| GIVEN REQUEST 1 |
Select every line of the records that contains the word "green", treating uppercase and lowercase as different.

[start of PASSAGE]

March 1999
Features

Microseismic survey of a North Sea reservoir

Emerging seismic technology senses/ analyzes microearthquakes generated by production operations to help delineate reservoir structures

March 1999 Vol. 220 No. 3 
Feature Article 

Microseismic survey of a North Sea reservoir

Production activities generate microearthquakes. When plotted, these events form clusters that can delineate reservoir structures. Microseismic monitoring provides real-time definitions

B. C. Dyer, R. H. Jones and J. F. Cowles, CSM Associates; O. Barkved and P. G. Folstad, Amoco Norway

An introduction to microseismic monitoring appeared in December's issue. The reader will find a more complete discussion of the background and theory of this technique in that issue.

This article concerns a recent North Sea survey in Amoco Norway's Valhall field. The survey follows a successful, 20-day, microseismic-monitoring trial in Phillips Norway's Ekofisk field, adjacent to Valhall. Microseismic monitoring was performed at Valhall for 57 days during June and July 1998. Discussed herein are the rationale, design, acquisition and results of the Valhall survey.

Introduction

Microseismic monitoring is an emerging technology within the hydrocarbon industry. It is being driven by operator requirements for real-time information on hydraulic and geomechanical processes taking place within the reservoir in the interwell region, remote from wellbores.

The technique is based on the observation that oilfield production activities generate very small microearthquakes (microseismic events). Such events are non-randomly distributed and can be detected at distances of more than one km using appropriate sensors. When plotted, they form clusters that can delineate reservoir structures at high resolution, and provide other useful information to assist in reservoir development and management decisions.

[end of PASSAGE]

| GIVEN REQUEST 2 |
Print the passage of the microseismic survey article word for word, starting at "Production activities generate microearthquakes." and ending at "the Valhall survey.".

[start of DATASET ROWS]

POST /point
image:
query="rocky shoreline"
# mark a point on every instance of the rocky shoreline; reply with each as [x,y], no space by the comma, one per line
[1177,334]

[end of DATASET ROWS]
[start of DATASET ROWS]

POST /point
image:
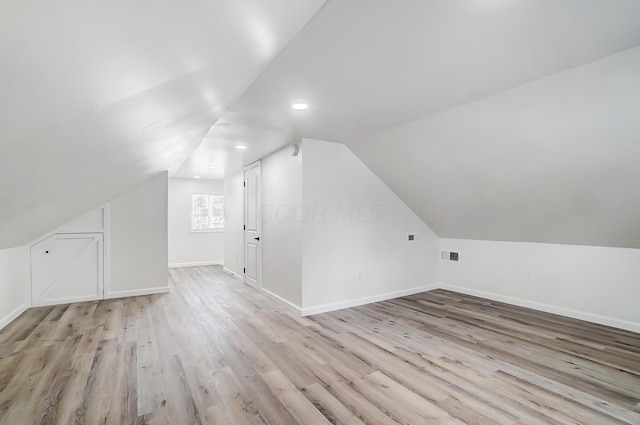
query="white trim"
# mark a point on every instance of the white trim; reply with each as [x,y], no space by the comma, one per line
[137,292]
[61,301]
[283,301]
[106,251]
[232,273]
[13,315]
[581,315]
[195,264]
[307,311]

[end of DATASET ROWS]
[start of DATASET ROWS]

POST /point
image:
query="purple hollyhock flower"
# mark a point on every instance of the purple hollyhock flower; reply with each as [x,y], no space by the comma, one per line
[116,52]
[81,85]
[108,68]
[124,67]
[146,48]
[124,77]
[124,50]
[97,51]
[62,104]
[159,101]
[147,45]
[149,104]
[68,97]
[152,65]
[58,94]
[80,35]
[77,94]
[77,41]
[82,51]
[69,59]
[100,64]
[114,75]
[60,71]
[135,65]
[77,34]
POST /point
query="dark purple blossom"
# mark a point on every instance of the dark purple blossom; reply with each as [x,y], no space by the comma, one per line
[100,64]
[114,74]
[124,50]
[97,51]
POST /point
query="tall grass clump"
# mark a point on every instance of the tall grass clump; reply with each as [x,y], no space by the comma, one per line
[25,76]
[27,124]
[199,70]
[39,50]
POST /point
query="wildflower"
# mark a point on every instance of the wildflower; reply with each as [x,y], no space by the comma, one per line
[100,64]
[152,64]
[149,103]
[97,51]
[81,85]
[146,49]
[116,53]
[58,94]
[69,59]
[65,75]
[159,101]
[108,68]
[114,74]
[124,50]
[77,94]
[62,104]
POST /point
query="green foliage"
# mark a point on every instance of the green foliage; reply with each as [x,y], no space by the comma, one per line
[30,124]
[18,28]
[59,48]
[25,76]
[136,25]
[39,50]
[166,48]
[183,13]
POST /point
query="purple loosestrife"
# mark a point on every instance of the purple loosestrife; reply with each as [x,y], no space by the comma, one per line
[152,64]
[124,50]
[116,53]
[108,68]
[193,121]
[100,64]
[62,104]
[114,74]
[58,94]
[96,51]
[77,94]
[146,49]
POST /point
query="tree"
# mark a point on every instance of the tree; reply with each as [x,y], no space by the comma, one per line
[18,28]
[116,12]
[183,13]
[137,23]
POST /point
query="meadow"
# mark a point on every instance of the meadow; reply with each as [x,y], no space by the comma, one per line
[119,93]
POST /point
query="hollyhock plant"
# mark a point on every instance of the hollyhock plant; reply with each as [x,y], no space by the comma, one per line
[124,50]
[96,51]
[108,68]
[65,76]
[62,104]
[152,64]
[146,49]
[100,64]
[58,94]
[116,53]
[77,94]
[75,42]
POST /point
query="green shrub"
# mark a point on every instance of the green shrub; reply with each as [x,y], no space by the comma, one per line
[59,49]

[end of DATASET ROWS]

| PROBLEM SOLUTION 1 |
query="green foliage"
# mark a point on every instance of the green foliage; reply with each as [x,y], no space by the comma, one per line
query="green shrub"
# mark a point on every instance of the green shrub; reply with each as [x,y], no space by the comma, one per line

| PROBLEM SOLUTION 2 |
Production activities generate microearthquakes. When plotted, these events form clusters that can delineate reservoir structures. Microseismic monitoring provides real-time definitions

B. C. Dyer, R. H. Jones and J. F. Cowles, CSM Associates; O. Barkved and P. G. Folstad, Amoco Norway

An introduction to microseismic monitoring appeared in December's issue. The reader will find a more complete discussion of the background and theory of this technique in that issue.

This article concerns a recent North Sea survey in Amoco Norway's Valhall field. The survey follows a successful, 20-day, microseismic-monitoring trial in Phillips Norway's Ekofisk field, adjacent to Valhall. Microseismic monitoring was performed at Valhall for 57 days during June and July 1998. Discussed herein are the rationale, design, acquisition and results of the Valhall survey.